*TASK DATA*.
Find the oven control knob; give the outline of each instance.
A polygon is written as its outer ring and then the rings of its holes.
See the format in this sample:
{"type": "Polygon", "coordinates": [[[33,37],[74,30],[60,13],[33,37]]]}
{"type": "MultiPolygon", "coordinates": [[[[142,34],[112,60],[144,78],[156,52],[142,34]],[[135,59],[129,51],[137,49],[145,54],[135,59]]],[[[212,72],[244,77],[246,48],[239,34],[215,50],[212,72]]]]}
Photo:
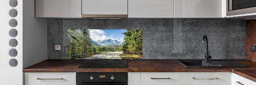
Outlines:
{"type": "Polygon", "coordinates": [[[113,76],[112,76],[112,77],[111,77],[111,78],[110,78],[111,79],[114,79],[115,78],[114,78],[114,77],[113,76]]]}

*WHAT IS BEING ASKED*.
Write out every row above again, requests included, adding -38 to each coordinate in the outlines but not to the numbers in the requests or their format samples. Leave the pictures out.

*TASK RESPONSE*.
Find the oven control knob; give the outline of each instance.
A polygon is written as its outer ring and then the rings of its holes.
See the format in this sample:
{"type": "Polygon", "coordinates": [[[33,37],[74,30],[60,13],[33,37]]]}
{"type": "MultiPolygon", "coordinates": [[[[142,34],[112,60],[144,78],[156,52],[142,34]],[[135,59],[129,51],[137,49],[145,54],[135,59]]],[[[212,72],[244,77],[246,48],[239,34],[215,50],[212,72]]]]}
Photo:
Outlines:
{"type": "Polygon", "coordinates": [[[75,38],[74,38],[74,39],[73,39],[73,40],[72,40],[73,41],[76,41],[77,40],[76,40],[76,39],[75,38]]]}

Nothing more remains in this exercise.